◆ **WORK INSTRUCTION**:
Tally the lines in the data below in which the word "every" occurs, then give only the total.
Start of EXERCISE INPUTS
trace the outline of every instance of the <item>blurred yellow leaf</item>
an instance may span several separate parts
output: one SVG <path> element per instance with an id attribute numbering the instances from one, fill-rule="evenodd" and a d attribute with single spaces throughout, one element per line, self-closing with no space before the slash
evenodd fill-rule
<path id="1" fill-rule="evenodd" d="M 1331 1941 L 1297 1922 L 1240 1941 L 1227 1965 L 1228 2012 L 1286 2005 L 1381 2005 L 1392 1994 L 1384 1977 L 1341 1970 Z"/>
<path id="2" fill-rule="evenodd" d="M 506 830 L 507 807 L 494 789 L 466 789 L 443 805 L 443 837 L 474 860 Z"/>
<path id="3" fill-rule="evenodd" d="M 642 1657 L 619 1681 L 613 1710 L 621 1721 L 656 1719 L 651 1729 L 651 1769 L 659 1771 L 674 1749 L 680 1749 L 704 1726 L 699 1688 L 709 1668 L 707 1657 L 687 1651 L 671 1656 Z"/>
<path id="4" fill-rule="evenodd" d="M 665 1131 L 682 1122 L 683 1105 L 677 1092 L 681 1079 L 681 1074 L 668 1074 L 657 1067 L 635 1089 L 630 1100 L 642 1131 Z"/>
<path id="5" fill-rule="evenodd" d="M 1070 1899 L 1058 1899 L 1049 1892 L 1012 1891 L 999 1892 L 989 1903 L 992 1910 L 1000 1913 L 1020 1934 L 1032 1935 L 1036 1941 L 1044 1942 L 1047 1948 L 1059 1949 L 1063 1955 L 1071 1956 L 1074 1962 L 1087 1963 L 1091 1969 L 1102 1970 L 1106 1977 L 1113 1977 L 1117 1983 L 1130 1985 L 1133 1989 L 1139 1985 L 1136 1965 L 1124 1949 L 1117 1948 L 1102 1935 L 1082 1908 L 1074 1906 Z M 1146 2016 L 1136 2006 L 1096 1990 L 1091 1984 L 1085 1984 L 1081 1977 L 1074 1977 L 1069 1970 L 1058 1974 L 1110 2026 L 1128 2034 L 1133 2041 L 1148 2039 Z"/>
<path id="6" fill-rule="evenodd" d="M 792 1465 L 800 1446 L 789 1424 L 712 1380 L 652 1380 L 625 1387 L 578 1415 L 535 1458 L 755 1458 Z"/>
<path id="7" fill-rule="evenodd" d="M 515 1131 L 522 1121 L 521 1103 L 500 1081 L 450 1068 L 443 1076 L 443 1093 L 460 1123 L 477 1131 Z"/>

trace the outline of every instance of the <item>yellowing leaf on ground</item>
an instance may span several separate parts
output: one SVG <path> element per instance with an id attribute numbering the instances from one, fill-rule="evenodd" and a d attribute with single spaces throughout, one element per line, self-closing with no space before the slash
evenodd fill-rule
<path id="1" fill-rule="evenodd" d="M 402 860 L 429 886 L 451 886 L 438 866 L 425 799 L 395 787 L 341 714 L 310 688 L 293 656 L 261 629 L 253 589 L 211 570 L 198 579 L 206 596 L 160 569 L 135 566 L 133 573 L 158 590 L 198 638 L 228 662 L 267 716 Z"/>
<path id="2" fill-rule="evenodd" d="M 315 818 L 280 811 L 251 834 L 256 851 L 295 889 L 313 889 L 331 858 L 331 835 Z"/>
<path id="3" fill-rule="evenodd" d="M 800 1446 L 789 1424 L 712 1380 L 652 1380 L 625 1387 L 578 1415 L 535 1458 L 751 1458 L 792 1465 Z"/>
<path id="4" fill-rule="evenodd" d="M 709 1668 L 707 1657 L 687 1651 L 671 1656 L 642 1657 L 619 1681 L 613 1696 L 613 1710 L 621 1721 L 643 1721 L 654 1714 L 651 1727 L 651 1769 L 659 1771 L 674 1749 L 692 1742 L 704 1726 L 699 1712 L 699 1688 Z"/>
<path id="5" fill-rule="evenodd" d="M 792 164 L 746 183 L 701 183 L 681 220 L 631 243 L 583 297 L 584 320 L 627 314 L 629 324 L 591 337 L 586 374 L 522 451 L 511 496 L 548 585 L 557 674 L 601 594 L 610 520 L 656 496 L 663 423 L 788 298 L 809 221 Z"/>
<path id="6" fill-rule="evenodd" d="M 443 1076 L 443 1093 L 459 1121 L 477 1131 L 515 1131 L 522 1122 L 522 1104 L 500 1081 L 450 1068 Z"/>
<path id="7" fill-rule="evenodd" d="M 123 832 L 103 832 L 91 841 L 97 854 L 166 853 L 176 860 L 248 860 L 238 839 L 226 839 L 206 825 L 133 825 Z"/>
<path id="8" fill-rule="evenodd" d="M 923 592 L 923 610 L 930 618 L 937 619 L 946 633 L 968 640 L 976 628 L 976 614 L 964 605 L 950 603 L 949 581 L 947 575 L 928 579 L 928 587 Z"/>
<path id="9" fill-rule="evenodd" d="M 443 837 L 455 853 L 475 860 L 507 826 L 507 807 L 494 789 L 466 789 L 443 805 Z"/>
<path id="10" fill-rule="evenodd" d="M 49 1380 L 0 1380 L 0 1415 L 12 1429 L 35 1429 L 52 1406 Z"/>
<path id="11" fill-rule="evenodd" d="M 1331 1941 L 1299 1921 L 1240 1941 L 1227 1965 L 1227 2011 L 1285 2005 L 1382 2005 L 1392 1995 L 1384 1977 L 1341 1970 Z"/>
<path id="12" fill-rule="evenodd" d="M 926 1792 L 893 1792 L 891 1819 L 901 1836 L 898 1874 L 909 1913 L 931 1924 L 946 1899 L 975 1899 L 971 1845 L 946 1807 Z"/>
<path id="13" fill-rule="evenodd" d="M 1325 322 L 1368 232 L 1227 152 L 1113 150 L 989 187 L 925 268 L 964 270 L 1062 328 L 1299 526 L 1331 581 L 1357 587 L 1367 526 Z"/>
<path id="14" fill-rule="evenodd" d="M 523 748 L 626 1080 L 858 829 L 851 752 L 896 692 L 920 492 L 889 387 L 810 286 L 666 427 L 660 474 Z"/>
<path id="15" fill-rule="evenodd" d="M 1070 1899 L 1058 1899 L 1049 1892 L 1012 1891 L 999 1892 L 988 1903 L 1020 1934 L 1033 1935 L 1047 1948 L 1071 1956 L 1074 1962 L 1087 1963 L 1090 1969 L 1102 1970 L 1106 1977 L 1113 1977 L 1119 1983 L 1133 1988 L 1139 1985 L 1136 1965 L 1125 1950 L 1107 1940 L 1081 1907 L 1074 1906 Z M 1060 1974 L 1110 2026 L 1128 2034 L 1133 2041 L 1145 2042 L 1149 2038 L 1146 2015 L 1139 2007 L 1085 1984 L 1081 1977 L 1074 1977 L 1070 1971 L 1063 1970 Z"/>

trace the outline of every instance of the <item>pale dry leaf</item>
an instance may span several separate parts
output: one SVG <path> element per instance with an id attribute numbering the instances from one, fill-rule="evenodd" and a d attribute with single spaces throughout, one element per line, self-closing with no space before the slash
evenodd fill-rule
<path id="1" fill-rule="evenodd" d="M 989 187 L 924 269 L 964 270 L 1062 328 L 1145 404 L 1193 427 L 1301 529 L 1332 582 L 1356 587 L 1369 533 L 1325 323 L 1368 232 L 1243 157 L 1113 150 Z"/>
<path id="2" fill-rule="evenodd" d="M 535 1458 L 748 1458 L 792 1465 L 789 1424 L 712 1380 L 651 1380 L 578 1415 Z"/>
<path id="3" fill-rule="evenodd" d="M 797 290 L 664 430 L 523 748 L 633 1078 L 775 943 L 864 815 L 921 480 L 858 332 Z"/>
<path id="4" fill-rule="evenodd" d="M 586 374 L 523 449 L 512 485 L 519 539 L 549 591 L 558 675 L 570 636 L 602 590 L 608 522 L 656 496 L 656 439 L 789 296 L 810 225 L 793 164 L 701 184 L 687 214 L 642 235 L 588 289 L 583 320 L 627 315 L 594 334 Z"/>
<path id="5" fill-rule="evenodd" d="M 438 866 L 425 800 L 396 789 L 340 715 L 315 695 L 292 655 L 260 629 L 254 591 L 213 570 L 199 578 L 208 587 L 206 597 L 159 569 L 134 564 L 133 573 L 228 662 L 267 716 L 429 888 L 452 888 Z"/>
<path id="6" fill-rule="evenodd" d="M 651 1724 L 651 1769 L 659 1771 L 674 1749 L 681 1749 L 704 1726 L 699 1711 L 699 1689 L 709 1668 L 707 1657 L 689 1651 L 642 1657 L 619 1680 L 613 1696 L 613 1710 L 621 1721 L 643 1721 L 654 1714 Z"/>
End of EXERCISE INPUTS
◆ **ANSWER AREA**:
3